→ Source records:
=======
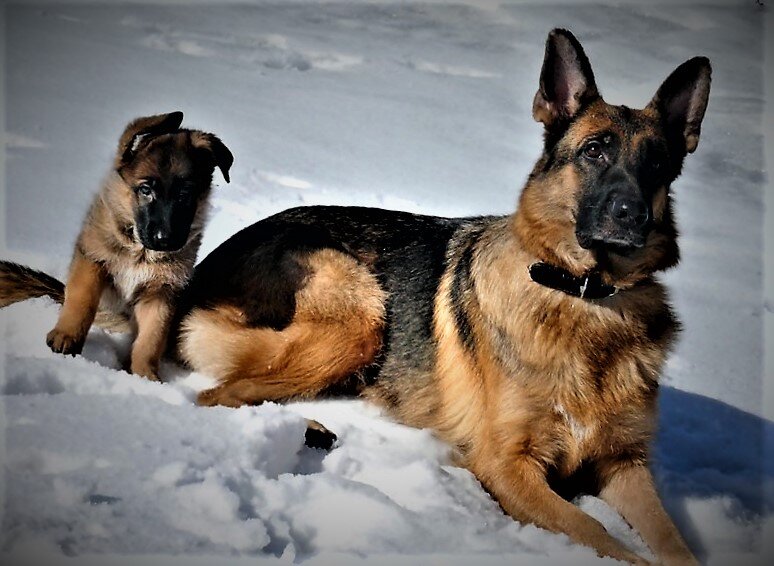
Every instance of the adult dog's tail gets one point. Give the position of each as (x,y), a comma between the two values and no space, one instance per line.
(19,283)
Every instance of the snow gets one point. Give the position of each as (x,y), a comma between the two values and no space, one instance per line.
(419,107)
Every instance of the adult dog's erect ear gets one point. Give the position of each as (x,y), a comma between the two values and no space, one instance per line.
(682,100)
(566,81)
(141,128)
(220,153)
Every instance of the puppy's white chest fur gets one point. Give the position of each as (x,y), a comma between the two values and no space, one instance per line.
(127,281)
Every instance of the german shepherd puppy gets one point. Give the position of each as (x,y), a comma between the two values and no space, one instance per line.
(532,342)
(138,244)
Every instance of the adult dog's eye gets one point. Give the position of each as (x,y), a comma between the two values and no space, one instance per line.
(593,150)
(145,190)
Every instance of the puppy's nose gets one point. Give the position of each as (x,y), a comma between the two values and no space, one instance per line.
(161,238)
(628,211)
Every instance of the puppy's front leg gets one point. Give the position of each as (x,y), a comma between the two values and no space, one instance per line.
(152,314)
(522,490)
(82,293)
(629,489)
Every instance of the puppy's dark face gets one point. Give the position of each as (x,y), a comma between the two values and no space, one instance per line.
(599,196)
(169,179)
(169,172)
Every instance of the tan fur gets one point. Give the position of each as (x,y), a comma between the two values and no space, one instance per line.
(538,389)
(336,331)
(114,278)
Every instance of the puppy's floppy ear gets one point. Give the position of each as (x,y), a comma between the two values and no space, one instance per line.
(220,153)
(566,81)
(145,126)
(682,100)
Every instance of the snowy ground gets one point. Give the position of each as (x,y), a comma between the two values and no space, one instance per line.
(408,106)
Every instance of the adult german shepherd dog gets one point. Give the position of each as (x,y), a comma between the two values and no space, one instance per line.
(532,342)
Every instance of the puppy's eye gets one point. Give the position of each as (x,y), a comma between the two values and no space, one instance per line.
(593,150)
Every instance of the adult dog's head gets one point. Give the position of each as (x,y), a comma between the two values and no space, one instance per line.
(599,196)
(168,172)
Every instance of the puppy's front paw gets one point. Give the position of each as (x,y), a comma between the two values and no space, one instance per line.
(63,342)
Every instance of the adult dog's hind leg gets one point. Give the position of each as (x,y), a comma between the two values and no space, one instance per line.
(335,331)
(296,363)
(523,492)
(630,490)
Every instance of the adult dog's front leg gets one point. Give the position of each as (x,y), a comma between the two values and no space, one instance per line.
(523,492)
(631,491)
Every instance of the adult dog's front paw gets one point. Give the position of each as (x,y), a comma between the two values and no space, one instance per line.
(145,369)
(63,342)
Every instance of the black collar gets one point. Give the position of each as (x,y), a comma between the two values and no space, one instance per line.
(588,286)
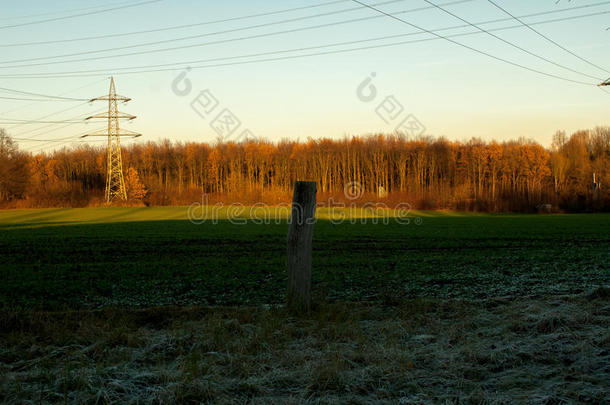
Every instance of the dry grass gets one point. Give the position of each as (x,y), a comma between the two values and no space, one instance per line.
(538,350)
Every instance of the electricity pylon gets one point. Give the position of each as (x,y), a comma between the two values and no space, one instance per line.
(115,184)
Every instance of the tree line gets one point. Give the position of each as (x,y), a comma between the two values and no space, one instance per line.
(428,173)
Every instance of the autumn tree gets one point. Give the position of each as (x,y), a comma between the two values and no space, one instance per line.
(136,191)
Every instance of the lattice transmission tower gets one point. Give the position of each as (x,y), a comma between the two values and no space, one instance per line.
(115,183)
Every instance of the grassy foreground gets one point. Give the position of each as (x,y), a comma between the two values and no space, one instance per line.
(90,258)
(113,306)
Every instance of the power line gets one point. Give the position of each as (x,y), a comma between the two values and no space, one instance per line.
(511,43)
(43,95)
(204,35)
(21,17)
(13,121)
(62,94)
(43,140)
(253,36)
(78,15)
(50,115)
(548,39)
(175,27)
(469,47)
(89,72)
(28,99)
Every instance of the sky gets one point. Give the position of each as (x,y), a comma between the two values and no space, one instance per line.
(227,61)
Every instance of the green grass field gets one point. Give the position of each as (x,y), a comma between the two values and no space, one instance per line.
(93,257)
(139,305)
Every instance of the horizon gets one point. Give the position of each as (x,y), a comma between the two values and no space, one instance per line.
(451,91)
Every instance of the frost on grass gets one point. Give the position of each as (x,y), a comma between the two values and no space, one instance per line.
(543,350)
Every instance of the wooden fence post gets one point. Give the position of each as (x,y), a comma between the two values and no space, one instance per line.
(300,234)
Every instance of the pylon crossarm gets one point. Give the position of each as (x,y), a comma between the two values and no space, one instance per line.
(106,98)
(122,132)
(118,115)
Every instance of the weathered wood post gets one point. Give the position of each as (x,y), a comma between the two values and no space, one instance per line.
(300,234)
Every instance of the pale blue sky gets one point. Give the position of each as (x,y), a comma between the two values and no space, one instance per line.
(453,91)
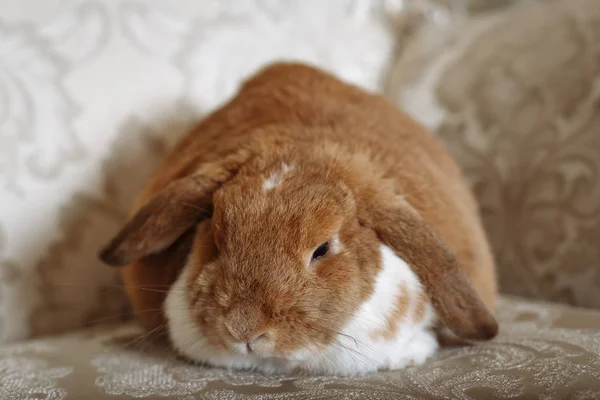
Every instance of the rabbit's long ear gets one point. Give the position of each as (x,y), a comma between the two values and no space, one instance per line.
(456,303)
(168,215)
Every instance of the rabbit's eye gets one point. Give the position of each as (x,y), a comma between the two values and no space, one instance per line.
(321,251)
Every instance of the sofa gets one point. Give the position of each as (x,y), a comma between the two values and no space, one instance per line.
(92,93)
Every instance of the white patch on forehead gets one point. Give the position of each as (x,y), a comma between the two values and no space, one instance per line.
(276,178)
=======
→ Task item:
Give every record again word for word, pictures excluded.

→ Problem solution:
Every instance of the adult dog's tail gets one point. Give the position of each as (x,y), a comma between the two values and no space, one instance per line.
(19,283)
Every instance of the snow gets one point. Give the position of each as (x,y), a comma between the two values and no space, one instance per line.
(419,107)
Every instance of the adult dog's erect ear gets one point. Give the position of each as (x,y), a comma between the two values and no space, one instance per line.
(682,100)
(566,81)
(141,128)
(220,153)
Every instance of the puppy's white chest fur gets one point. Give the position of each as (x,y), a comma between the two values and no space, one instance per line.
(127,281)
Every instance of the german shepherd puppy gets one point. Give the position of each as (x,y), a comma between the two values and no space, one instance per line.
(532,342)
(138,244)
Every instance of the adult dog's eye gets one point. Give the position of each as (x,y), a comma between the two values and no space, one instance per line.
(593,150)
(145,190)
Every instance of the puppy's nose gets one point. Give the position of each as (x,y), a comma between the two values and no space, one instance per line.
(161,238)
(628,211)
Every instance of the puppy's front leg gets one point. Give the position of each as (x,y), a comma between the two values and no space, one instance per line.
(152,314)
(522,490)
(82,293)
(629,489)
Every instance of the puppy's dark face gets one point. Give the position of each as (x,y), a comma between the two values and no space, one instance per line.
(599,196)
(169,179)
(169,172)
Every instance of the tan fur gets one point. Give the position of each as (x,y), a comma between the two values and no space, one instance per line.
(538,389)
(336,331)
(114,278)
Every instance of the puppy's floppy ear gets one point. Give the position of each as (x,y), a comma between the two values and no space, one instance per line.
(220,153)
(566,81)
(145,126)
(682,100)
Every instance of the snowy ground gets one point. Give the position of each as (x,y), a comma between the two values and no space, one instance per line.
(408,106)
Every instance of the adult german shepherd dog gets one point. Give the position of each as (x,y), a comma between the two values and no space, one instance per line.
(532,342)
Every instance of the puppy's eye gets one point. Give the position of each as (x,y), a comma between the two values and no space, one instance per line.
(593,150)
Every instance of the adult dog's head gets one point. Give the position of each as (x,y), a comma between the two values and no space, one instance per line.
(599,196)
(168,172)
Every instance of the puppy's front paw gets one point. Give the position of each as (x,y), a comma between the two values and no space, one instance per line.
(63,342)
Every instance of the adult dog's hind leg gets one point. Give the position of each as (x,y), a comma between the two values and no space, one instance per line.
(335,331)
(296,363)
(523,492)
(630,490)
Every instance of the adult dog's front leg gets one point. Give the position of each as (x,y), a comma between the two values and no space, one instance per line.
(523,492)
(631,491)
Every instance of the adult dog's front paw gets one point. Give the position of each as (x,y), a comma between the two values and no space, one instance per line.
(145,369)
(63,342)
Every instance of the black collar gets one point. Give the position of each as (x,y), a comma between the two values and no space, one instance per line.
(588,286)
Every instance of the dry grass gets one point. Give the position of each as (x,y), a comma between the two values and no space, one instance per line.
(538,350)
Every instance of the electricity pylon gets one point. Give the position of each as (x,y), a comma between the two values and no space, one instance per line.
(115,184)
Every instance of the tree line gets one point. Give the position of each as (x,y), a comma between the two values and no space, one instance per line.
(428,173)
Every instance of the autumn tree gets one point. Give the position of each as (x,y), a comma between the two values and no space, one instance per line.
(136,191)
Every instance of the lattice transmission tower gets one point. Give the position of each as (x,y), a comma between the two values and no space, one instance per line.
(115,183)
Every instance of the grassy foreground gets one point. Give the position of each as (x,y), a comma between the two values and no space, one instance per line.
(90,258)
(113,306)
Every instance of the power line gets one point. Give the position of each as (x,y), a comma between the two values and no space, one instance per line.
(511,43)
(43,95)
(204,35)
(21,17)
(13,121)
(62,94)
(43,140)
(253,36)
(78,15)
(50,115)
(548,39)
(175,27)
(469,47)
(89,72)
(28,99)
Every instance of the sky gets one point. Give the position of each as (x,y), a comma between the two values and no space, one instance per line.
(227,61)
Every instance of the green grass field gets one point. Give the position of each as (x,y), a comma between the two values and no space, one instance per line.
(93,257)
(139,305)
Every instance of the horizon gets one point. Give the position of each as (x,y), a comma between the two values and no space, one instance per line.
(451,91)
Every instance of the frost on grass gets one point. Give the position of each as (x,y), a comma between the two values and no space, one instance per line.
(543,350)
Every instance of the wooden fence post gets one point. Give the position of each as (x,y), a comma between the two values and no space, one instance per line.
(300,234)
Every instance of the pylon crossarm gets one point. Give the position of each as (x,y), a comma between the two values and no space, one instance per line.
(106,98)
(122,132)
(118,115)
Every instance of the weathered wood post gets one point. Give the position of each as (x,y), a comma between the two values and no space, one instance per line.
(300,234)
Every instance of the pale blue sky gets one point. Give the position of each as (x,y), a comma between the two values and no space, one instance per line.
(453,91)
Every instance of the rabbit's long ear gets one point. Give the position of each as (x,y), a comma between the two values and no space, one instance per line.
(456,303)
(168,215)
Every instance of the rabbit's eye gets one point. Give the position of each as (x,y), a comma between the two values and no space, one instance per line.
(321,251)
Every instance of the sofa gets one point. Give the position of each as (x,y), a comma between the two values and no space, one instance per line.
(92,93)
Every instance of the white patch on forehead gets one point. Give the position of each as (x,y), a comma between the two values and no space, one instance per line.
(276,178)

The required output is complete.